(Beginning of Records to use)

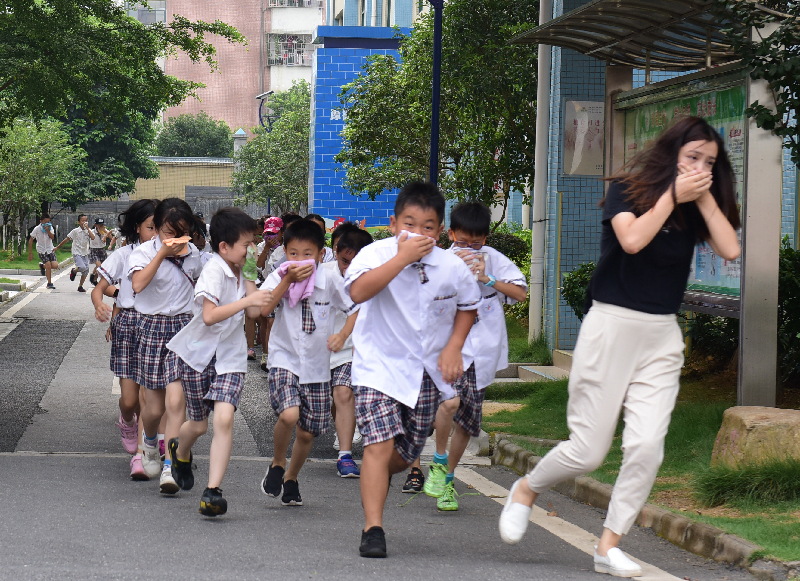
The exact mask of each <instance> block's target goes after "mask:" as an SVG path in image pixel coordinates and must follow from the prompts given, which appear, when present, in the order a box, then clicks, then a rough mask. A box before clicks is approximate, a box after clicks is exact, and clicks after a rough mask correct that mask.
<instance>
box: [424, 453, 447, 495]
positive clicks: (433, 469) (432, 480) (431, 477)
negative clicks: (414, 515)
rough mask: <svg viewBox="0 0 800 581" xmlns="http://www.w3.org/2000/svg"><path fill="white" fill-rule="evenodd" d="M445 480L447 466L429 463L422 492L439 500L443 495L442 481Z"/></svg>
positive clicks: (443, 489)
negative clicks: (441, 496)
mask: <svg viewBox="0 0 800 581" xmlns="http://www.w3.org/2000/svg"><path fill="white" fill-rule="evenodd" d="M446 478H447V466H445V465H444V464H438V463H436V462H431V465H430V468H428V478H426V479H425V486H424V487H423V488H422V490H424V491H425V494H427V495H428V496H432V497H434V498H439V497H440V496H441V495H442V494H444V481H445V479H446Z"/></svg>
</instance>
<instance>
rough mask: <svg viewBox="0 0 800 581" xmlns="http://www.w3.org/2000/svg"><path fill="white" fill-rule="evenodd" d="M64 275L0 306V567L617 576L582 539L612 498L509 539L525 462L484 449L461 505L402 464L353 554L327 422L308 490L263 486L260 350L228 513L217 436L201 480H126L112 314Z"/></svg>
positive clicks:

(End of Records to use)

What is being asked: Determine how many lines of the data above contain the string "instance", and give the result with nothing else.

Response below: 4